Problem statement →
Each line of the data has to be written out again exactly as shown.
[Opening Information given section]
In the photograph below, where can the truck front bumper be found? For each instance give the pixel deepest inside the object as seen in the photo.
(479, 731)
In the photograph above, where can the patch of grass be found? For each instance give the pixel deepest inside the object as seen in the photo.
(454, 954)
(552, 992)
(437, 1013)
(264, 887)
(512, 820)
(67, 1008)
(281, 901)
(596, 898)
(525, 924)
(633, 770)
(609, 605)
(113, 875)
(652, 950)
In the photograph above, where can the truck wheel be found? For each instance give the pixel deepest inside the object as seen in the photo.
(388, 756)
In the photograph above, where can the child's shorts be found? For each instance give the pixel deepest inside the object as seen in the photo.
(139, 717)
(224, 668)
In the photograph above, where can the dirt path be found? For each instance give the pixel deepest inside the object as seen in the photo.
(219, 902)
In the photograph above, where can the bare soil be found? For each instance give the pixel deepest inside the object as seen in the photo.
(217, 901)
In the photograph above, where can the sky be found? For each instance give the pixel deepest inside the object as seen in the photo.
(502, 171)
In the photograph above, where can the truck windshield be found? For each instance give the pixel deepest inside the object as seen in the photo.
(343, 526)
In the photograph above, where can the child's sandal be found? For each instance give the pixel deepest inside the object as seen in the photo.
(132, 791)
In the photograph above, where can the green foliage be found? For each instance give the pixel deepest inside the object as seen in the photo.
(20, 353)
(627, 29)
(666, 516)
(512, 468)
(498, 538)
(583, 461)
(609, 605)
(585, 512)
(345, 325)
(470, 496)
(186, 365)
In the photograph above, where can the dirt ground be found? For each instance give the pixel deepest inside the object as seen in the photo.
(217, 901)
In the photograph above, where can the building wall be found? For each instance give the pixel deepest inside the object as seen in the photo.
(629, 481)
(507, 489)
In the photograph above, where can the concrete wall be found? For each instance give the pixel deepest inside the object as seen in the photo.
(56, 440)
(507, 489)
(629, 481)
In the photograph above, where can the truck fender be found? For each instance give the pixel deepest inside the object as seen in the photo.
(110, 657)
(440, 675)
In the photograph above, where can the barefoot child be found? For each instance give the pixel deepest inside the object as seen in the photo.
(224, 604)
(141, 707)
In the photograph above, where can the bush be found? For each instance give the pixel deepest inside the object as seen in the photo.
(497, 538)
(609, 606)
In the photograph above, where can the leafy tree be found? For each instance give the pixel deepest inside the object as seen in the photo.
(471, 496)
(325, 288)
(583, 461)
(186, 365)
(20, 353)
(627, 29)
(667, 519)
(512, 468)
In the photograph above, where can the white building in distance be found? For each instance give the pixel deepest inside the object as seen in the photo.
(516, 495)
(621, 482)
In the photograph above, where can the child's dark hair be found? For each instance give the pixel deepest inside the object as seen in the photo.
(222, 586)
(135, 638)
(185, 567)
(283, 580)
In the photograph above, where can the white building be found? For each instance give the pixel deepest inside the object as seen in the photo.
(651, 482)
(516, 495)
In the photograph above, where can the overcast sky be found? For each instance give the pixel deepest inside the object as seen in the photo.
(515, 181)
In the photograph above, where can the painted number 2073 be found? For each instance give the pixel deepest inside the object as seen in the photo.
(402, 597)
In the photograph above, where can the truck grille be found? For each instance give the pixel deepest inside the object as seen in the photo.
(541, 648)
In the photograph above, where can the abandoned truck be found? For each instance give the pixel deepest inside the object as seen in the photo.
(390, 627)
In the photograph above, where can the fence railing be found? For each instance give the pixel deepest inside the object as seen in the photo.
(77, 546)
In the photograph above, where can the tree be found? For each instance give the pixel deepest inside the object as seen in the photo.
[Closing Information given section]
Exercise solution →
In the photograph below, where can the truck front bumper be found? For each instance give the pixel deepest inside the object as seen in the photo.
(479, 731)
In the photograph above, where can the patch of grass be found? For each instance give the pixel deepest inside the object as seen in the photo.
(454, 954)
(552, 992)
(437, 1013)
(264, 887)
(512, 820)
(67, 1008)
(281, 901)
(596, 898)
(525, 924)
(633, 770)
(609, 605)
(113, 875)
(652, 950)
In the photograph above, where can the truck wheel be found? For each instance give the pixel deepest inside the object as seen in the photo.
(388, 756)
In the photograph above, where can the child's shorts be found? For each instance give the pixel deepest inside the object as seen in the photo.
(139, 717)
(224, 668)
In the photograph above, where can the dirt path be found? For each instance give the pixel deepest inside the object as seen in the photo.
(219, 902)
In the photograph above, where can the bare soil be found? For each instance give the pixel deepest inside the object as seen in the photo.
(217, 901)
In the photograph above, where can the sky be found? For each instance give the pixel deepest inside the object as seen in the photo.
(502, 171)
In the photograph above, where can the truck windshield be found? For each instance give the pixel deepest inside the object as seen in the photo.
(343, 526)
In the photograph above, where can the child's sandal be found? For each instance give the pixel deepest inside the object as seen in the photo.
(132, 791)
In the photograph above, where can the green foliage be found? For each instance give the pixel deepest inside the object as seen in the photo.
(20, 353)
(627, 29)
(666, 516)
(512, 468)
(498, 538)
(583, 461)
(609, 605)
(585, 512)
(345, 325)
(470, 496)
(186, 365)
In the photograph above, where can the dirt ground be found? For each instance give the pixel deepest inside the object as seen in the photo.
(217, 901)
In the photograph above, where can the building wall be found? For each instance give the pixel deepest inside the object as seen in the photo.
(629, 481)
(507, 489)
In the photograph above, where can the concrete wall be found? For each instance give the pixel deepest inside the object as seen in the photo.
(56, 440)
(507, 489)
(629, 481)
In the photograph above, where can the truck fender be found? For each instance give the pixel deepest inside the object as seen in the photo.
(110, 657)
(440, 675)
In the photograph above, where can the barefoot child be found? For each instance give the pixel deepest inside the object as seen in the photo.
(224, 604)
(141, 707)
In the photograph above, where can the bush be found? For each instance give the pixel deepest inside the object as seen in the photo.
(497, 538)
(609, 606)
In the photograph above, where can the leafy tree be found? For each instance give the pixel deepest inside the object as seen in the photo.
(471, 496)
(325, 288)
(583, 461)
(186, 365)
(20, 353)
(627, 29)
(667, 519)
(512, 468)
In the photograph above, where can the white building in distance be found? For each instance give the pixel deepest inside the object as seen in the photo.
(516, 495)
(621, 482)
In the photograph above, where can the child's dark hair be found? For each instance give the pixel deepest inside the object as seen in the photo.
(222, 586)
(135, 638)
(185, 567)
(283, 580)
In the photograph above, where can the white building be found? For each instance give the pixel deepest inside the object as seen in the photo.
(651, 482)
(516, 495)
In the photograph above, where can the overcast sky be found? For each instance give the pixel deepest inside the object as seen in the photo.
(515, 181)
In the photograph above, where can the painted number 2073 be found? For each instance give the pixel deepest inside the object as seen in the photo.
(402, 597)
In the photograph above, where can the truck grille be found? For each instance give the pixel deepest inside the object as seen in the photo.
(541, 648)
In the photograph above, where can the abandoned truck be found? For each instance give the pixel deepest inside the object as seen in the photo.
(390, 627)
In the photograph above, where can the fence railing be found? For each instance give the pixel deepest inside the object as seen in the photo.
(77, 546)
In the photograph above, where can the tree be found? For each instance give the pixel deepest inside the object as seen in the photo.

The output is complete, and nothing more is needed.